» **Given text**:
Wednesday, July 30, 2014

Union and Intersection of two unsorted Linked Lists

Problem

Given two Linked Lists, create union and intersection lists that contain union and intersection of the elements present in the given lists. Order of elments in output lists doesn’t matter.

Example

Input:
   List1: 10->15->4->20
   lsit2:  8->4->2->10
Output:
   Intersection List: 4->10
   Union List: 2->8->20->4->15->10

Solution

Method 1 - Simple
Following are simple algorithms to get union and intersection lists respectively.
Intersection (list1, list2)
Initialize result list as NULL. Traverse list1 and look for its each element in list2, if the element is present in list2, then add the element to result.
Union (list1, list2):
Initialize result list as NULL. Traverse list1 and add all of its elements to the result.
Traverse list2. If an element of list2 is already present in result then do not insert it to result, otherwise insert.
This method assumes that there are no duplicates in the given lists.
Java code:
bool isPresent (Node head, int data)

» **Work to complete**:
(1) Sum up the text on union and intersection of linked lists in two sentences.
(2) Answer these questions on the text about union and intersection of linked lists:
(a) In the example, what is the intersection list?
(b) What is the result list set to at the start of the simple method?
(c) What does the simple method assume about the given lists?
(3) Write the next part of the text on union and intersection of linked lists.
The lines that follow have nothing to do with the text on union and intersection of linked lists.

» **Material provided**:
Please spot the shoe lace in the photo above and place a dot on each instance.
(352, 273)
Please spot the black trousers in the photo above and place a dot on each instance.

» **Task answers**:
(1) The text asks for union and intersection lists built from two unsorted linked lists, and the order of elements in the output does not matter. Its simple method finds the intersection by looking for each element of list1 in list2, and builds the union by adding all of list1 and then only those elements of list2 not already in the result, assuming neither list has duplicates.

(2)
(a) 4->10
(b) NULL
(c) That there are no duplicates in them.

(3)
{
    Node t = head;
    while (t != NULL)
    {
        if (t.data == data)
            return true;
        t = t.next;
    }
    return false;
}   
 
 
// Function to get union of two linked lists head1 and head2 /
Node getUnion (Node head1, Node head2)
{
    Node result = NULL;
    Node t1 = head1, t2 = head2;
 
    // Insert all elements of list1 to the result list
    while (t1 != NULL)
    {
        push(&result, t1.data);
        t1 = t1.next;
    }
 
    // Insert those elements of list2 which are not present in result list
    while (t2 != NULL)
    {
        if (!isPresent(result, t2.data))
            push(&result, t2.data);
        t2 = t2.next;
    }
 
    return result;
}
 
// Function to get intersection of two linked lists head1 and head2 
Node getIntersection (Node head1, Node head2)
{
    Node result = NULL;
    Node t1 = head1;
 
    // Traverse list1 and search each element of it in list2. If the element
    // is present in list 2, then insert the element to result
    while (t1 != NULL)
    {
        if (isPresent(head2, t1.data))
            push (&result, t1.data);
        t1 = t1.next;
    }
 
    return result;
}
 
// A utility function to insert a node at the begining of a linked list/
void push (Node headRef, int newData)
{
    // allocate node /
    Node newNode = new Node();
 
    // put in the data /
    newNode.data = newData;
 
    // link the old list off the new node /
    newNode.next = (headRef);
 
    // move the head to point to the new node /
    (headRef) = newNode;
}

Time Complexity: O(mn) for both union and intersection operations.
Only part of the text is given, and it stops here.